> [Objective A]: In the listing, retype word for word the part that starts at the line containing "the beetle's antenna." and runs through the last line of the listing.

> [Given passage]:

A mountweazel is a fake entry deliberately placed into a reference work, like an encyclopedia or a dictionary. It’s a trap, to prevent (or at least discover) potential copyright infringement. That is, if someone cribs whole sections of your encyclopedia and reprints them, and you find your mountweazel in there….bang, you’ve caught them red-handed and probably red-faced, too! Let the lawsuits begin!
The word originated as a bogus entry in the fourth edition of the New Columbia Encyclopedia in 1975. The entry began: “Mountweazel, Lillian Virginia (1942-1973).” It went on to say that the fictitious Ms. Mountweazel was an American photographer, born in Bangs, Ohio, who turned from designing fountains to taking photos in 1963. She died at the tender age of 31 when, while on assignment for “Combustibles” magazine, there was an explosion. Poor Lillian. It’s enough to make you want to shed crocodile tears.
Sometimes, phony words turn up in dictionaries not as mountweazels, but as “ghost words,” because someone made a mistake and a proofreader or copyeditor simply missed it.

> [Objective B]: Extend the passage about mountweazels and ghost words, continuing from its last sentence.

> [Data to process]:

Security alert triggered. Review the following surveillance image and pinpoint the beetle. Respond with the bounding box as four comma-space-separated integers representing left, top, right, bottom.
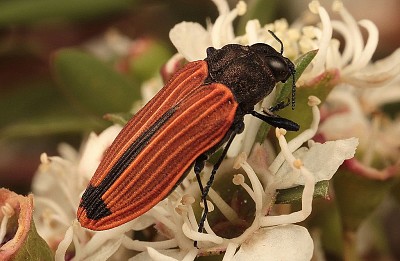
77, 32, 299, 238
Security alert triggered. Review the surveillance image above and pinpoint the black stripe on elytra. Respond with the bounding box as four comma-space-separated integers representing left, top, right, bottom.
80, 106, 177, 220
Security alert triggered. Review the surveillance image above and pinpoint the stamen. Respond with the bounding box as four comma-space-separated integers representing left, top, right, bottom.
269, 96, 321, 174
260, 127, 315, 226
54, 222, 74, 261
200, 199, 214, 213
233, 152, 247, 169
146, 247, 178, 261
0, 202, 15, 244
122, 236, 178, 251
40, 153, 50, 164
208, 188, 239, 222
182, 223, 224, 244
232, 174, 256, 201
343, 20, 379, 74
309, 1, 332, 76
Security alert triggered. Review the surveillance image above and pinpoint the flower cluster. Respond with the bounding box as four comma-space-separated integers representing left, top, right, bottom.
26, 0, 400, 260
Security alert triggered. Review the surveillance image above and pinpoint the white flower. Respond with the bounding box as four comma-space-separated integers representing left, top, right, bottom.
30, 0, 400, 260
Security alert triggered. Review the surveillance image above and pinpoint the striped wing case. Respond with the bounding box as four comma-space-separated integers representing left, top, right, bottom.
77, 61, 238, 230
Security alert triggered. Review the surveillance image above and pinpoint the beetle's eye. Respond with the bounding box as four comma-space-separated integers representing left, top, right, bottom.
267, 57, 290, 82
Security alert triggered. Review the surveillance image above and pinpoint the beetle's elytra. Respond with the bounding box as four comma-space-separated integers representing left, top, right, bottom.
77, 31, 299, 237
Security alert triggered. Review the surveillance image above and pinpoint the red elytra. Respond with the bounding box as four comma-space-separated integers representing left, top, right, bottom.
77, 39, 299, 233
77, 61, 238, 230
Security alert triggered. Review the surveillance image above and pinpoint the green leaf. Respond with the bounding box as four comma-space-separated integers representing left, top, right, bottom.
130, 40, 172, 82
0, 114, 106, 140
13, 219, 54, 261
53, 49, 140, 116
333, 169, 396, 231
275, 180, 329, 204
0, 0, 136, 27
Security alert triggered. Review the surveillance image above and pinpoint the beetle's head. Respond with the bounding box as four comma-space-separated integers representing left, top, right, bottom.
250, 31, 296, 109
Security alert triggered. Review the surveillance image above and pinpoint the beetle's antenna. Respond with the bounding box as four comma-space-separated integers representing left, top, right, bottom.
268, 30, 283, 55
291, 68, 296, 110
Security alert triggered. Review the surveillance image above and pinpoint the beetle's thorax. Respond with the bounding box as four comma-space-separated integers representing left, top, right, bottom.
205, 43, 290, 113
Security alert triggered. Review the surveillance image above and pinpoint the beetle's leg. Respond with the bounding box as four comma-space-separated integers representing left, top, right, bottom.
194, 122, 244, 247
264, 98, 290, 111
250, 111, 300, 131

> [Task result A]:
Security alert triggered. Review the surveillance image above and pinpoint the beetle's antenna. Respond with the bounding box as four comma-space-separated integers representing left, top, right, bottom.
268, 30, 283, 55
291, 68, 296, 110
Security alert triggered. Review the surveillance image above and pinpoint the beetle's thorax. Respond with the bounding box as four comma-space-separated integers representing left, top, right, bottom.
205, 43, 290, 113
Security alert triggered. Review the surveillance image above and pinpoint the beetle's leg. Respond with the bounding box as four comma-space-separated integers representing left, top, right, bottom.
194, 122, 244, 247
264, 98, 290, 111
250, 111, 300, 131

> [Task result B]:
Mapmakers have their own version of moutnweazels to prevent copyright infringement. They call them “trap streets,” which is not as cool as “mountweazel,” but serves the same purpose. In the 1930’s, the mapmaking firm General Drafting Corp. added a whole fake hamlet called “Agloe, New York” (in the Catskills) to one of their road maps. In the 1950’s, some clever souls built the “Agloe General Store” at the intersection shown on the map, and it became a landmark. The Agloe General Store eventually shut down, but if you search for it on Google maps, it’s still there! (As Casey Stengel said, “You could look it up.”)
I’m pretty sure that a few years ago, my GPS accidentally deposited me in a field far from my intended destination because it was reading a trap street. Or else it just had a grudge against me. We’ll never know for sure.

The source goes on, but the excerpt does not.